* [WHAT YOU ARE ASKED TO DO]:
Once you reach the line containing "Target: paved road" in the entries below, write out that line and each one after it down to the line containing "Q: Mark a point on every instance of the triangular", exactly and with nothing added.

* [INFORMATION GIVEN]:

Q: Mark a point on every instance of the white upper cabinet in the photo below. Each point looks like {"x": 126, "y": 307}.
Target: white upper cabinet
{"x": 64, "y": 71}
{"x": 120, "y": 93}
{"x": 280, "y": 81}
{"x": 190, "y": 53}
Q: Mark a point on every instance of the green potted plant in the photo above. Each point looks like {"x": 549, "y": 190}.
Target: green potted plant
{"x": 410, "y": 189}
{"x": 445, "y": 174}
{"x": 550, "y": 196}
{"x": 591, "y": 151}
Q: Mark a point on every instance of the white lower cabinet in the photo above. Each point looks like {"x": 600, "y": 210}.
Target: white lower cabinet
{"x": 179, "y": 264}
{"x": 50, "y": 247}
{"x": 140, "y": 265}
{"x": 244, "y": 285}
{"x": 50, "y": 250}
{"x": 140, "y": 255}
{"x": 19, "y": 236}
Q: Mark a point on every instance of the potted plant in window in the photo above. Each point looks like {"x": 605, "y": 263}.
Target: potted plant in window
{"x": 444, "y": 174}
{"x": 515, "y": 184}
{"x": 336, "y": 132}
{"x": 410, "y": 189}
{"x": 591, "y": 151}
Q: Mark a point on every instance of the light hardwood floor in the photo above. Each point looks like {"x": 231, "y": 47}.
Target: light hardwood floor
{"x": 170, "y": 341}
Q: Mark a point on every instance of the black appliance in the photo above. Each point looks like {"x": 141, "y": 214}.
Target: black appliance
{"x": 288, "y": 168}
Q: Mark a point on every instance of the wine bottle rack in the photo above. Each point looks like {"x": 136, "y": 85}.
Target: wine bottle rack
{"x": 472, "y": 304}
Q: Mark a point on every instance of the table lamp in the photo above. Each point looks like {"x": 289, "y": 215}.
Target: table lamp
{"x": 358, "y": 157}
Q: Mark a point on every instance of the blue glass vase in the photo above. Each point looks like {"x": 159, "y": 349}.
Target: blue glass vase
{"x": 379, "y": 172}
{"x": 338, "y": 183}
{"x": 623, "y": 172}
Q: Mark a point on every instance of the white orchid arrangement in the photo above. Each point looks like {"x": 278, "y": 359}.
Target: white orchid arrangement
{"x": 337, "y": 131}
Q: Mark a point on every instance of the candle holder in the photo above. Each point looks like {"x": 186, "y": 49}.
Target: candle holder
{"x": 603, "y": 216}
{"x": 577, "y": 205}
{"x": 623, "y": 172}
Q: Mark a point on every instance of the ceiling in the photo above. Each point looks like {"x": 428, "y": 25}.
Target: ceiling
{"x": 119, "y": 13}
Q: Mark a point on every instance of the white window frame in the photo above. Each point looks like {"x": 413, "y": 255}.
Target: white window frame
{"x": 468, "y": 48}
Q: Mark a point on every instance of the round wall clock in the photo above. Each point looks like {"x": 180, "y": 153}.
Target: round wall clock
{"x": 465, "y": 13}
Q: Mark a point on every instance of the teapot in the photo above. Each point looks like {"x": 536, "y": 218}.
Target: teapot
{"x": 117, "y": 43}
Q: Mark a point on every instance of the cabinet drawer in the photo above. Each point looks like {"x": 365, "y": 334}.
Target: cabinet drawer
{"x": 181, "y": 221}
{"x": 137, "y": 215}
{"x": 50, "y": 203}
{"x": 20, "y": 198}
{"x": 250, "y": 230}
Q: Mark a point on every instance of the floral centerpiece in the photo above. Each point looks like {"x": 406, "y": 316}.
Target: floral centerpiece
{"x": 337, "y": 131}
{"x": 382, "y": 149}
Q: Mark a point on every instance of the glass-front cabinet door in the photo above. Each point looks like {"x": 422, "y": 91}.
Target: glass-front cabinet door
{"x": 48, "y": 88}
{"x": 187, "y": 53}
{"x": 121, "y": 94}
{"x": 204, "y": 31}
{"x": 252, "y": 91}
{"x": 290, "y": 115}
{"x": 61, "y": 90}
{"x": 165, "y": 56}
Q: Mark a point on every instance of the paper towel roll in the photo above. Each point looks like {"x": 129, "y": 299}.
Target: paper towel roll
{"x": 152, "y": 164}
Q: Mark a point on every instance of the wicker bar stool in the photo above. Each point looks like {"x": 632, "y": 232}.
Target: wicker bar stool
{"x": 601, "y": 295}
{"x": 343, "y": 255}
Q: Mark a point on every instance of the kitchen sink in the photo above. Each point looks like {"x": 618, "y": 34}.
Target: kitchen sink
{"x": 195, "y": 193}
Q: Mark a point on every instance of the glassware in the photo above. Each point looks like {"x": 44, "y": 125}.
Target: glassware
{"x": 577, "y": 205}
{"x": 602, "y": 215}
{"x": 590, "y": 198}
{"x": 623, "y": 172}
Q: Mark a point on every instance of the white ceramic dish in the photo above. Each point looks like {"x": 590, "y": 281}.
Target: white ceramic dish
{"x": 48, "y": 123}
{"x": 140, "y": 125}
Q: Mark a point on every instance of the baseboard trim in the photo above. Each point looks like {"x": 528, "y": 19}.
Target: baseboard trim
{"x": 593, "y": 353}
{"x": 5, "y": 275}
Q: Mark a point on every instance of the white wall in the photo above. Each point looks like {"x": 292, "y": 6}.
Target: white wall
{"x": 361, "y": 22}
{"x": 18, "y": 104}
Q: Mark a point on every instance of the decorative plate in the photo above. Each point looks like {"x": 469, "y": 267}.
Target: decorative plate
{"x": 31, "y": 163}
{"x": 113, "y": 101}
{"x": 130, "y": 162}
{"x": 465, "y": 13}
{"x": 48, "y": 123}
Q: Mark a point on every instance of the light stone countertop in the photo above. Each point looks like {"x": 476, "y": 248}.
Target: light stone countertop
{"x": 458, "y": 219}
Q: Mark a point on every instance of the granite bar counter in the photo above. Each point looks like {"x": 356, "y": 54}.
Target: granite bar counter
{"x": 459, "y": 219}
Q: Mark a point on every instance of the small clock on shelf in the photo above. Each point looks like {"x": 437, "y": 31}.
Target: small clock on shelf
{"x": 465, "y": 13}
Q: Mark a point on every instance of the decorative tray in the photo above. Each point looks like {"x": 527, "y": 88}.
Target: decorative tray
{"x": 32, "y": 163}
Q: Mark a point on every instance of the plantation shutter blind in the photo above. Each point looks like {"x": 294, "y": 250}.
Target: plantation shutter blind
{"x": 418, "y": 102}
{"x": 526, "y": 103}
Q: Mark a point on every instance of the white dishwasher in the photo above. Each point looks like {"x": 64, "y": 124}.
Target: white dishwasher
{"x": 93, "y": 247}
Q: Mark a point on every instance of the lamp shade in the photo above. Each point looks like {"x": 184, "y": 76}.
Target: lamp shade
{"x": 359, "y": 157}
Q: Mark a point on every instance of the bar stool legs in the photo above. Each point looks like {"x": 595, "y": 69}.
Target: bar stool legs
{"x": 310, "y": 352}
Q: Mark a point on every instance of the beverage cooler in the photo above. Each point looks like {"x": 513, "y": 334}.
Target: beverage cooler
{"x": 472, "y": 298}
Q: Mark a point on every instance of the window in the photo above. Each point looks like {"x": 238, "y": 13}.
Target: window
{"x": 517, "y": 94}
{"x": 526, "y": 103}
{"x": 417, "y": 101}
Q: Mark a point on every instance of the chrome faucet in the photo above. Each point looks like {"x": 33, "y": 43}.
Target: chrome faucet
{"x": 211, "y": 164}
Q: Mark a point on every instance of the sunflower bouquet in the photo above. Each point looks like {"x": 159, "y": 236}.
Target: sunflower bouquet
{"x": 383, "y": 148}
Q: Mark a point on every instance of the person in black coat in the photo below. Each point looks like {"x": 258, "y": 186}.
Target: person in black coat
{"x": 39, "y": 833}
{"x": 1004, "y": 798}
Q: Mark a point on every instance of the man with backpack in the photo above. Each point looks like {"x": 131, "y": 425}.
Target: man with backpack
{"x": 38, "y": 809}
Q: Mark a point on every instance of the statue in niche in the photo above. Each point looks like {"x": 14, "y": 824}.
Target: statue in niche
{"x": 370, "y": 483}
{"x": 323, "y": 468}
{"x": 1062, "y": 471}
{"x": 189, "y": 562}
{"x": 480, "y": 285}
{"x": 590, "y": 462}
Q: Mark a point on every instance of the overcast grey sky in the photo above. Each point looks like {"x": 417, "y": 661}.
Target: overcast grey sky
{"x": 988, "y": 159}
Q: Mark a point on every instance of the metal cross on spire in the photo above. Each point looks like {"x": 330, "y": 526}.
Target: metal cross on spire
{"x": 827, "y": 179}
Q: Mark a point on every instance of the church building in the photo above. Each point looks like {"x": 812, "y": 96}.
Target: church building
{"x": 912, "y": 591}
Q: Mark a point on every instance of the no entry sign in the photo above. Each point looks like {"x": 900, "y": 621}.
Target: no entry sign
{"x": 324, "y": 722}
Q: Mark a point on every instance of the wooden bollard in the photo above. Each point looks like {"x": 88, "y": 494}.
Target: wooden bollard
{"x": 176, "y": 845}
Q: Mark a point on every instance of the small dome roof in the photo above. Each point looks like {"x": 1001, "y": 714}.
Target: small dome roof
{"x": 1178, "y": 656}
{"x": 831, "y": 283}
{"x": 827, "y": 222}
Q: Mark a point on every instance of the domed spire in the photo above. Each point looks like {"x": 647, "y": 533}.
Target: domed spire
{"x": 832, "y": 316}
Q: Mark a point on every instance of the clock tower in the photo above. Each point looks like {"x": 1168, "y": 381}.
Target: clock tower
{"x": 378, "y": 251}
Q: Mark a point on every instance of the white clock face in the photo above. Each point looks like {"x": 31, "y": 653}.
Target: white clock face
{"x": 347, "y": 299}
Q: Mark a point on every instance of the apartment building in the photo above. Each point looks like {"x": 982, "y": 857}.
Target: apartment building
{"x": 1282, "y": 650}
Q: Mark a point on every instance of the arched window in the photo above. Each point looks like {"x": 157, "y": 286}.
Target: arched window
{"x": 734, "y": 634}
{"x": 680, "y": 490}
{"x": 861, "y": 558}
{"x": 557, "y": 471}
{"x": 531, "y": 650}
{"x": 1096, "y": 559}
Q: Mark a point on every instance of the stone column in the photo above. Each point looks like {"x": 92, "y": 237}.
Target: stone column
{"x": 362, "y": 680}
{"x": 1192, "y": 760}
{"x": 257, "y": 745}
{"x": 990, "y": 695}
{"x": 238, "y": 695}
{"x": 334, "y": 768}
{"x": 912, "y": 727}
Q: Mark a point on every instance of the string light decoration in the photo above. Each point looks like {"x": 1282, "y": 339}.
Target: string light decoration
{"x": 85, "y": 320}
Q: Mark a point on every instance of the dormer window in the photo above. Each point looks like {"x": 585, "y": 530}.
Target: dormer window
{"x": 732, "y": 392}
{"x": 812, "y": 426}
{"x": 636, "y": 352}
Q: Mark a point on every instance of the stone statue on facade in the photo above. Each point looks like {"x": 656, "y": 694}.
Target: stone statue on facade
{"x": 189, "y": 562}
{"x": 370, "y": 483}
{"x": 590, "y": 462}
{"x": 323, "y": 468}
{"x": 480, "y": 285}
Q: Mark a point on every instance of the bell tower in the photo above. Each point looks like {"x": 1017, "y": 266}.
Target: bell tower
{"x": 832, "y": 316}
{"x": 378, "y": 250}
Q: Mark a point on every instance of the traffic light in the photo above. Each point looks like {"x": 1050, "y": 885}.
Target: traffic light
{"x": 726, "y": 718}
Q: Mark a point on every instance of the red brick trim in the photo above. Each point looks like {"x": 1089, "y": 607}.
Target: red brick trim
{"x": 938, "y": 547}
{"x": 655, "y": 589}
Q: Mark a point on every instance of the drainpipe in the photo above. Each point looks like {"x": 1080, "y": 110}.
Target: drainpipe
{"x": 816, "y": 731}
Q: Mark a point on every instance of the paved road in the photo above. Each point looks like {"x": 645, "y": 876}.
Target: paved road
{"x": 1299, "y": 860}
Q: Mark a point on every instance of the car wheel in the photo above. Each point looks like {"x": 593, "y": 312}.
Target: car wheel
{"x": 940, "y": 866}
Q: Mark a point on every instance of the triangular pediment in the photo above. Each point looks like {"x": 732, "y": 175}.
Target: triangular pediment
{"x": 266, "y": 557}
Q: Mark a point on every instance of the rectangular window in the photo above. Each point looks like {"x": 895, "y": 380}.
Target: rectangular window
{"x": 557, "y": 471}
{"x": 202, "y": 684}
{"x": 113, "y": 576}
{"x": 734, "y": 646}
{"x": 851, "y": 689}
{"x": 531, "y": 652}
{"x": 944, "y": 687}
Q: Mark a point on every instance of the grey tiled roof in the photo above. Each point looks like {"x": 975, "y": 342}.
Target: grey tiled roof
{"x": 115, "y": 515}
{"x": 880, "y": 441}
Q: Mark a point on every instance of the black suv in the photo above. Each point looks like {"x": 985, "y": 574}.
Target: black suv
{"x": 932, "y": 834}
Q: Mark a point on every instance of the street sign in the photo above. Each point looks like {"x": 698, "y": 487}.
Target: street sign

* [SOLUTION FOR THIS EXERCISE]:
Target: paved road
{"x": 1299, "y": 860}
Q: Mark a point on every instance of the car wheel in the photo above. Each point looks like {"x": 593, "y": 312}.
Target: car wheel
{"x": 940, "y": 866}
Q: Mark a point on every instance of the triangular pediment in the photo above. Each point looks like {"x": 732, "y": 175}.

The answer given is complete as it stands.